### Given information
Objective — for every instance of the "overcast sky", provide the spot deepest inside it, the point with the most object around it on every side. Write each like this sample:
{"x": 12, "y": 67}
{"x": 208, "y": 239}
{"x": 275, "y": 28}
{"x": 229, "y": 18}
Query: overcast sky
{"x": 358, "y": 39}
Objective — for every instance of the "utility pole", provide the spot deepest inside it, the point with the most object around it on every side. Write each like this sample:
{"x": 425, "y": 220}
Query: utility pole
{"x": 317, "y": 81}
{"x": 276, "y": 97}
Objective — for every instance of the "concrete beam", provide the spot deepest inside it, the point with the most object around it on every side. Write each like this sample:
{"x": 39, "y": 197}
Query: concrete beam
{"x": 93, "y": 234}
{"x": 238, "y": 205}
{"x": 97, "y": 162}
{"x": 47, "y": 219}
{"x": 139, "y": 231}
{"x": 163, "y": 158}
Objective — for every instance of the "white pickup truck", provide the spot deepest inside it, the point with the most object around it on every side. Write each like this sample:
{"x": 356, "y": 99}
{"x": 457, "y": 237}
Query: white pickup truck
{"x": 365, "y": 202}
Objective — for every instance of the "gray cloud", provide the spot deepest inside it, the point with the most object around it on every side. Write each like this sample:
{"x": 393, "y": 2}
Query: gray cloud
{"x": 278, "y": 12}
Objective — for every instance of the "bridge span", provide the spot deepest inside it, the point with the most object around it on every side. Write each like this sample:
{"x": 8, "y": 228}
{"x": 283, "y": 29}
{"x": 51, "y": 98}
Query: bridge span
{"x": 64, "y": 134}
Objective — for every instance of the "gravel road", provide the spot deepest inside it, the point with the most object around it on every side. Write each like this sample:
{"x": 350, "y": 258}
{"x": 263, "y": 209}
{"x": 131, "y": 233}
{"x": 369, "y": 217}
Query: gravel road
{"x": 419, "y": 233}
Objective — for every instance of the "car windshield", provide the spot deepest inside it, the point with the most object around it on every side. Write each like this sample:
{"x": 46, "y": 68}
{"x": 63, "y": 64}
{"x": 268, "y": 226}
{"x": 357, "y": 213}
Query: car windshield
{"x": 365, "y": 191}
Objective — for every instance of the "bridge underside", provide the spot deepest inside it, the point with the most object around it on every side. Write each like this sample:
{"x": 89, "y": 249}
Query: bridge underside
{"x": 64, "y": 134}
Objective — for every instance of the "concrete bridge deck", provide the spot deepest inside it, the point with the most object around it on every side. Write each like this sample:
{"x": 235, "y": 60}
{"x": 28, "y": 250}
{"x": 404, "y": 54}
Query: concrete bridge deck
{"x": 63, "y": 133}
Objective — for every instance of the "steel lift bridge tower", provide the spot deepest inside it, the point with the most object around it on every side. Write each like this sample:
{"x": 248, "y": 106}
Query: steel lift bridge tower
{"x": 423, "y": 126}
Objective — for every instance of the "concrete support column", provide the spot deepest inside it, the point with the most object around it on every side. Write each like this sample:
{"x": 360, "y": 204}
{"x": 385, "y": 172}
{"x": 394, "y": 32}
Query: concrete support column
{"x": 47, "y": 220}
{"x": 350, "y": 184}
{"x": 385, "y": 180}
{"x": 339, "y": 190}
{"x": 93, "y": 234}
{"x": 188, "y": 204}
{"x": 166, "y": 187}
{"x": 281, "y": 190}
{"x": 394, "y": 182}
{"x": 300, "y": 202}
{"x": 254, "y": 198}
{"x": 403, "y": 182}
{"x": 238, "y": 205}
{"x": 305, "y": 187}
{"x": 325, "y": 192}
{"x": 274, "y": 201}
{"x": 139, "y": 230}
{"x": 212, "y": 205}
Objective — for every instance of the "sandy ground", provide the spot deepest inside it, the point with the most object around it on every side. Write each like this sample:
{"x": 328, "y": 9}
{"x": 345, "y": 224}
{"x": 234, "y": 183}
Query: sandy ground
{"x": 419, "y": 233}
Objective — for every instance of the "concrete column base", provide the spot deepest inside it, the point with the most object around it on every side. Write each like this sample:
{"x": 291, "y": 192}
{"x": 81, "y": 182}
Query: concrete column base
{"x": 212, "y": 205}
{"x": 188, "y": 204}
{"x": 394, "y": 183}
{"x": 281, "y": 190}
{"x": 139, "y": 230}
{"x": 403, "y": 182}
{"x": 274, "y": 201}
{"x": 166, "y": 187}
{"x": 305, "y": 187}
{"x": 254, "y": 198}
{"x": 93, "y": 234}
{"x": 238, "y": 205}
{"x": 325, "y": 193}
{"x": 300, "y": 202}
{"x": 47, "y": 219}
######
● Problem to solve: Please gather and copy out every line of the material above that contains the word "deck", treating uppercase and lowercase as different.

● Problem solution:
Objective — for every instance of the "concrete bridge deck", provide the spot deepest inside it, the point with the most object around it on every side. Write each like this sample:
Query: concrete bridge deck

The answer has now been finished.